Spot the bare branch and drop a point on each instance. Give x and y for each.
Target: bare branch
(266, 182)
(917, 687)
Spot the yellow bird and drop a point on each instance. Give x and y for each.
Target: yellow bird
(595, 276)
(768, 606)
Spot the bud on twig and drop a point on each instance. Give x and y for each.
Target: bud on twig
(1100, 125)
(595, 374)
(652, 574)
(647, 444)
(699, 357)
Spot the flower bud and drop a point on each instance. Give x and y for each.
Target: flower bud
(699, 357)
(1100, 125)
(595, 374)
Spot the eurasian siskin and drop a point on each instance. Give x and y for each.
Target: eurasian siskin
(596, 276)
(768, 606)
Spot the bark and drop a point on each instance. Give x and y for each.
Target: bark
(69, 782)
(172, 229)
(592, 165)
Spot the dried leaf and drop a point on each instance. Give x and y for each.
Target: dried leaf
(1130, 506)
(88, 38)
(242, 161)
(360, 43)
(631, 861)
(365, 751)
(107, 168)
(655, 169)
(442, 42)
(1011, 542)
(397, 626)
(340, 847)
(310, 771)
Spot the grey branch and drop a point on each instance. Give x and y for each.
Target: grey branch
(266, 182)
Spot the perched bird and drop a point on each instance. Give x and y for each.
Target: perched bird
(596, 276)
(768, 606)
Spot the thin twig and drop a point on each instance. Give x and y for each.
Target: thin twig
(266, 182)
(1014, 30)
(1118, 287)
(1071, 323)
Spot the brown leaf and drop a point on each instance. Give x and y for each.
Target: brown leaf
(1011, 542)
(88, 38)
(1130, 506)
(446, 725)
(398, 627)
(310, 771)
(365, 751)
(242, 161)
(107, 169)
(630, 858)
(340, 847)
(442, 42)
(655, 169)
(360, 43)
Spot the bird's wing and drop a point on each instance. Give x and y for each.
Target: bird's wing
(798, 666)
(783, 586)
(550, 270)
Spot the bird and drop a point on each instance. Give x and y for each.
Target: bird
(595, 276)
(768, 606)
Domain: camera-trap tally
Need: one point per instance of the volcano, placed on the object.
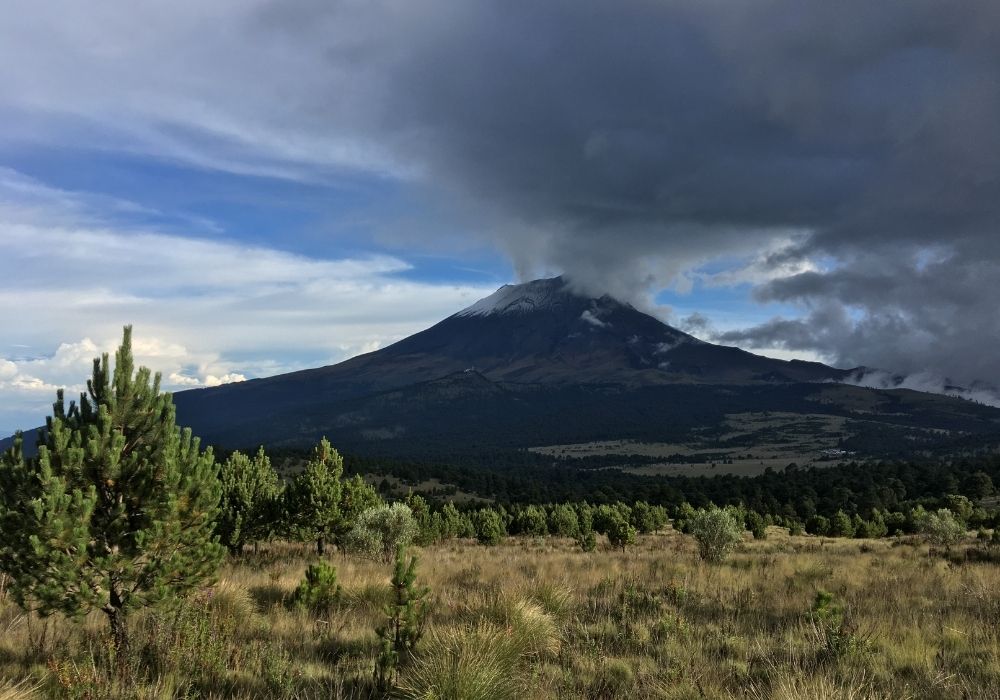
(540, 363)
———
> [WORK TO COMPLETE]:
Output every entry exactly as given; pictures are not part of the copy.

> [SOLVED EXERCISE]:
Spot the bare branch and drop a point on each instance. Give x and y for each.
Target: bare branch
(266, 182)
(917, 687)
Spot the yellow bird and drop a point on each instance. Give x and y for each.
Target: yellow bird
(595, 276)
(768, 606)
Spot the bud on twig and drop a point on each instance. Give x and y for each.
Target: bud on twig
(1100, 125)
(595, 374)
(652, 574)
(647, 444)
(699, 357)
Spot the flower bud and drop a point on each instance. Give x and y for each.
Target: flower bud
(699, 357)
(1100, 125)
(595, 374)
Spot the eurasian siskin and drop a point on each instance. Give x and y for each.
Target: eurasian siskin
(596, 276)
(768, 606)
Spot the bark and drop a point on each instance. Give x and y for each.
Target: bark
(69, 782)
(172, 229)
(592, 165)
Spot the dried leaf and drop a point on each instance. Give x and y for each.
Target: dried leaf
(1130, 506)
(88, 38)
(242, 161)
(360, 43)
(631, 861)
(365, 751)
(107, 168)
(655, 169)
(442, 42)
(1011, 542)
(397, 626)
(340, 847)
(310, 771)
Spot the grey branch and drop a point on each instance. Give x and y for each.
Target: grey branch
(266, 182)
Spot the perched bird and drop a point on each instance. Give x and y for each.
Target: perched bird
(596, 276)
(768, 606)
Spot the thin twig and drop a point on each instance. Give x and y for each.
Target: thin twig
(266, 182)
(1014, 30)
(1118, 287)
(1071, 323)
Spot the brown leaf and drop a point on each instance. Give x and y for each.
Target: brown leaf
(1011, 542)
(88, 38)
(1130, 506)
(446, 725)
(398, 627)
(310, 771)
(365, 751)
(242, 161)
(107, 169)
(630, 858)
(340, 847)
(442, 42)
(655, 169)
(360, 43)
Spot the bird's wing and drop a point on each instance. Give x and y for each.
Target: bird's wing
(798, 666)
(783, 586)
(550, 270)
Spot the bird and drop a point on each instance. Give x and y for each.
Target: bird
(595, 276)
(768, 606)
Domain: camera-trap tally
Need: one point per instance of the volcano, placed on the object.
(540, 363)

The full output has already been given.